Input data:
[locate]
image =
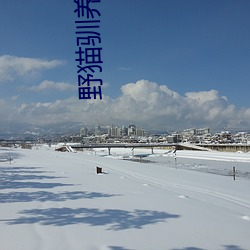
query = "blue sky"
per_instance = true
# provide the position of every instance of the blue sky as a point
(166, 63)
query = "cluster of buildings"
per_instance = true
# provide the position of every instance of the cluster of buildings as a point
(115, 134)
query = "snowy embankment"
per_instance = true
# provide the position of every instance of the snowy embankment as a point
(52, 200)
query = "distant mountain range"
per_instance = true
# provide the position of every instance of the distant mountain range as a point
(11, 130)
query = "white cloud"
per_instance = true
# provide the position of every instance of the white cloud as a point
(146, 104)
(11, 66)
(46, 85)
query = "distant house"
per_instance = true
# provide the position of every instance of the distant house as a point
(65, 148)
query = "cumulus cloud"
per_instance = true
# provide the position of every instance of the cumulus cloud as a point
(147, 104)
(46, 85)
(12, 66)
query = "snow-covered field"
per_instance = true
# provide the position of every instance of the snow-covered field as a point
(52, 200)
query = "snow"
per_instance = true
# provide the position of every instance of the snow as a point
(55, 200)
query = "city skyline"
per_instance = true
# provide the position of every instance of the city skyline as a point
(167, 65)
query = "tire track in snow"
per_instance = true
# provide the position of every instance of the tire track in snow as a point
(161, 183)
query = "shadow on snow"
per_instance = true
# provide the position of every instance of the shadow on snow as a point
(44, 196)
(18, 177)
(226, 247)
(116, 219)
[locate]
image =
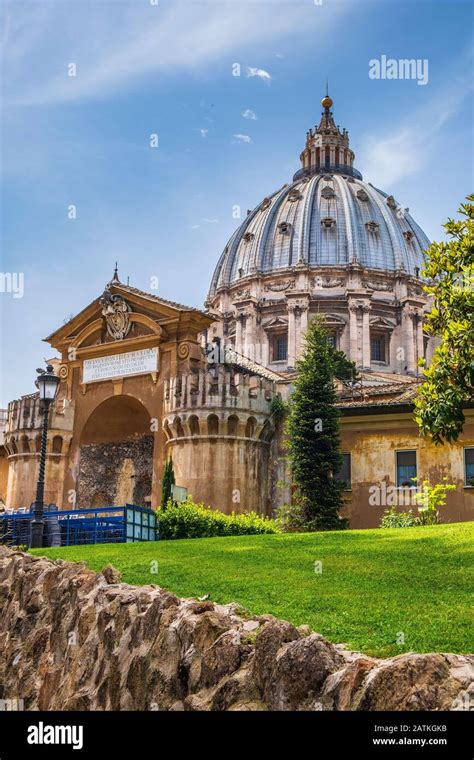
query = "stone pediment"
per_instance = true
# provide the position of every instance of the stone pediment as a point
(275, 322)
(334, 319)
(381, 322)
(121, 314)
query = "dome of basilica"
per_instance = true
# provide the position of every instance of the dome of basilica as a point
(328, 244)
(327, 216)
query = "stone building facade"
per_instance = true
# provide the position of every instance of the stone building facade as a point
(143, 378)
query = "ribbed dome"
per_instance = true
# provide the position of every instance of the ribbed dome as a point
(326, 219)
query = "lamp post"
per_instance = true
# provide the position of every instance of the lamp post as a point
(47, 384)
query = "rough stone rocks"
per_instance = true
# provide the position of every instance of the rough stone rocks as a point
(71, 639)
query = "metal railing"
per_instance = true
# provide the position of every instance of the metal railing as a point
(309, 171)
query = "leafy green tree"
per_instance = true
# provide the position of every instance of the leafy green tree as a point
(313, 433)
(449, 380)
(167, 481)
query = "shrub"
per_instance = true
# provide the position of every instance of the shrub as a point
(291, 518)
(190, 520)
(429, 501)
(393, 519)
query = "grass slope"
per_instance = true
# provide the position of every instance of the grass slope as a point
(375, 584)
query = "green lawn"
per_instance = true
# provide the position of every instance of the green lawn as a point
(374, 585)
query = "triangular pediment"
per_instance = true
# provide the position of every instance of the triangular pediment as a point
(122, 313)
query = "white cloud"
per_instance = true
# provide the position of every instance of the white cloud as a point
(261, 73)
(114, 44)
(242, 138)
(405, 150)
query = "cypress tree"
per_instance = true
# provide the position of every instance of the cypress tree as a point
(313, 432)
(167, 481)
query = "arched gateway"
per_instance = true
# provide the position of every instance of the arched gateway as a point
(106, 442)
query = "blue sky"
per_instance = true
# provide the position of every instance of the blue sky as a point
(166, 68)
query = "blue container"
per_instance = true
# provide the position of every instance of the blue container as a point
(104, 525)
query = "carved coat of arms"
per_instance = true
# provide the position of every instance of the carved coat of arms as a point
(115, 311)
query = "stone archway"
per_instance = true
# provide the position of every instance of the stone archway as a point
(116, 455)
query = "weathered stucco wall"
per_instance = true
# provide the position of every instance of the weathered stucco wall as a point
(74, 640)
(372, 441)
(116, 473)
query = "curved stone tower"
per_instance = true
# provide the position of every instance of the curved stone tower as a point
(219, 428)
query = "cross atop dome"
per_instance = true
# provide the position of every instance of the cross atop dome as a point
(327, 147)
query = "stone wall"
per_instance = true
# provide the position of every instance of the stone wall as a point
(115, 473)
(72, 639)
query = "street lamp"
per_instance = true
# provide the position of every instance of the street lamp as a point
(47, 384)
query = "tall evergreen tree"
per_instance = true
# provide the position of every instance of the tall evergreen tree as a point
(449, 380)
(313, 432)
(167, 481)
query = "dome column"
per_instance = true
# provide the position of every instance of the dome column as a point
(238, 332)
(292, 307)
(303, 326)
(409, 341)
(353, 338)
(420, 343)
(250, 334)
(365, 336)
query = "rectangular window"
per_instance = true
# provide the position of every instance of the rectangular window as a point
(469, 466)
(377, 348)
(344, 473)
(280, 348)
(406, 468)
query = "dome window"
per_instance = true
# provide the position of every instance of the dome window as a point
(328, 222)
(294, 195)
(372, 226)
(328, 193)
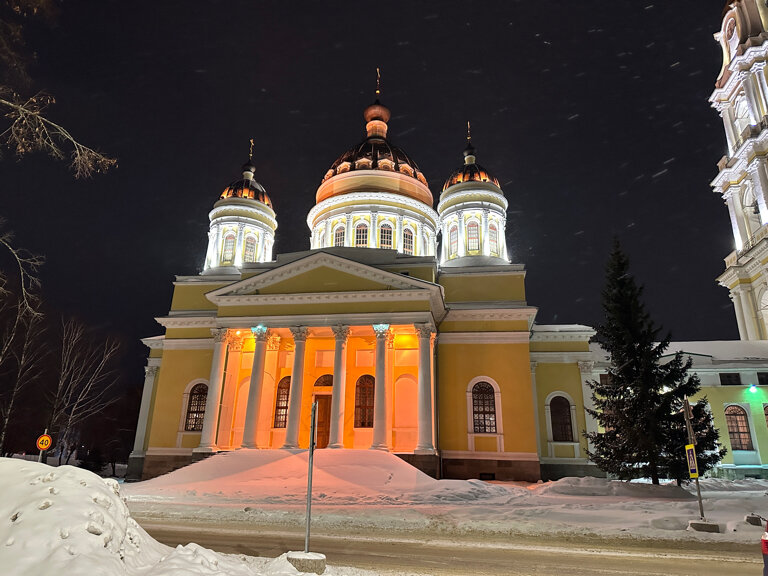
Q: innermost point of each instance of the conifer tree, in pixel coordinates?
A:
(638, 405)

Problem to work on: Pictures stay out; copy every entry above exactly.

Response box:
[locate]
image =
query = "blue sky"
per_instance = true
# provide the position of every instance of the blue sky as a point
(166, 63)
query = "cluster of buildings"
per_instance = true
# provide the position of every instance of the cluster of buildings as a point
(115, 134)
query = "snowy embankment"
per_instance = true
# provide the position of every instance of the snowy embankment as a point
(52, 200)
query = "distant mountain range"
per_instance = true
# provide the position of every instance of the distant mountain range as a point
(11, 130)
query = "white cloud"
per_instance = true
# provide the position of every instance of the white cloud as a point
(146, 104)
(11, 66)
(46, 85)
query = "distant house"
per_instance = true
# provide the position of every instance of the distant house as a point
(65, 148)
query = "cumulus cloud"
per_instance = true
# provide the position of every instance of the cumulus cloud as a point
(147, 104)
(46, 85)
(12, 66)
query = "snow-covered field"
per_instance = true
# provide the position of every instance of the snow-covered field as a point
(52, 200)
query = "snow"
per_instance = true
# provide the position of every instance of the snow as a point
(55, 200)
query = "city skyline"
per_instance = true
# provide the position of every instance of the city skyline as a point
(167, 65)
query = "tire track in snow"
per_instance = true
# provide the position of every instance of the tire track in snow as a point
(161, 183)
query = "shadow on snow"
per_instance = true
# provide the position of every instance of the shadow on snow as a point
(44, 196)
(18, 177)
(226, 247)
(116, 219)
[locate]
image =
query = "stone pediment"
per_instance = true
# provide the position of every instance of the stone pediment as a point
(275, 322)
(334, 319)
(381, 322)
(121, 314)
query = "dome of basilica"
per_instance = true
# provide the position of every instance of the dome of basilica as a point
(328, 244)
(327, 216)
query = "stone building facade"
per_instance = true
# provide the position of every instance of the stone building facade as a point
(143, 378)
query = "ribbed dome"
per_instance = true
# provide the position of every instance of the ribbed dome as a point
(326, 219)
query = "lamp post"
per_instance = true
# provide the position of every instance of the lamp post as a point
(47, 384)
query = "rough stone rocks"
per_instance = true
# provide the position of every instance of the rough stone rocks as a point
(71, 639)
query = "metal railing"
per_instance = true
# provide the position of every instance of the metal railing as a point
(309, 171)
query = "leafy green tree"
per_instance = true
# provide the position of every instance of the leafy green tree as a point
(313, 433)
(449, 380)
(167, 481)
query = "shrub"
per_instance = true
# provide the position of every instance of the shrub as a point
(291, 518)
(190, 520)
(429, 501)
(393, 519)
query = "grass slope"
per_instance = true
# provide the position of every instance of the grass slope as a point
(375, 584)
query = "green lawn"
per_instance = true
# provide the position of every instance of the green lawn as a point
(374, 585)
query = "triangular pediment"
per_instance = true
# provide the position of every instance of the triangular pediment as a point
(122, 313)
query = "white cloud"
per_instance = true
# provide the position of every instance of the white cloud as a point
(261, 73)
(114, 44)
(242, 138)
(405, 150)
query = "cypress tree"
per_instance = true
# provide the position of every instance of the cypress tree as a point
(313, 432)
(167, 481)
query = "arched gateway"
per_instance = true
# provide the position of every instance of the arched gateway as a point
(106, 442)
query = "blue sky"
per_instance = true
# provide the position of every instance of the blue sky as a point
(166, 68)
query = "blue container"
per_instance = true
# provide the position of every instance of the blue container as a point
(104, 525)
query = "carved coat of arms"
per_instance = true
# provide the position of every instance of the carved coat of arms as a point
(115, 311)
query = "stone archway"
per_instance = true
# provide the position of every instance of the stone archway as a point
(116, 455)
query = "weathered stucco wall"
per_instance = true
# provide the position of every instance of the weathered stucco wall as a point
(74, 640)
(372, 441)
(116, 473)
query = "curved stone tower"
per_instance = true
# provide the position of every instance of the curved stone tower as a point
(219, 428)
query = "cross atop dome"
per_instance = true
# provide the position of every instance of the cross atop dome as a point
(327, 147)
query = "stone wall"
per_instance = true
# provide the position of every instance of the stone wall as a point
(115, 473)
(72, 639)
query = "street lamp"
per_instance = true
# provide the position of every instance of the street lamp as a point
(47, 384)
query = "tall evergreen tree"
per_instance = true
# provide the position of every instance of the tall evergreen tree as a point
(449, 380)
(313, 432)
(167, 481)
query = "dome column"
per_instance = true
# provide the position of every instance of the dome column as a point
(238, 332)
(292, 307)
(303, 326)
(409, 341)
(353, 338)
(420, 343)
(250, 334)
(365, 336)
query = "rectangular window"
per_instance = true
# provide the position of every instance of the rectangular window as a point
(469, 466)
(377, 348)
(344, 473)
(280, 348)
(406, 468)
query = "dome window"
per_instance = true
# provide the position of every instance of the dome window as a point
(328, 222)
(294, 195)
(372, 226)
(328, 193)
Q: innermost point of each instance of the conifer tree, in pixel coordinates?
A:
(638, 405)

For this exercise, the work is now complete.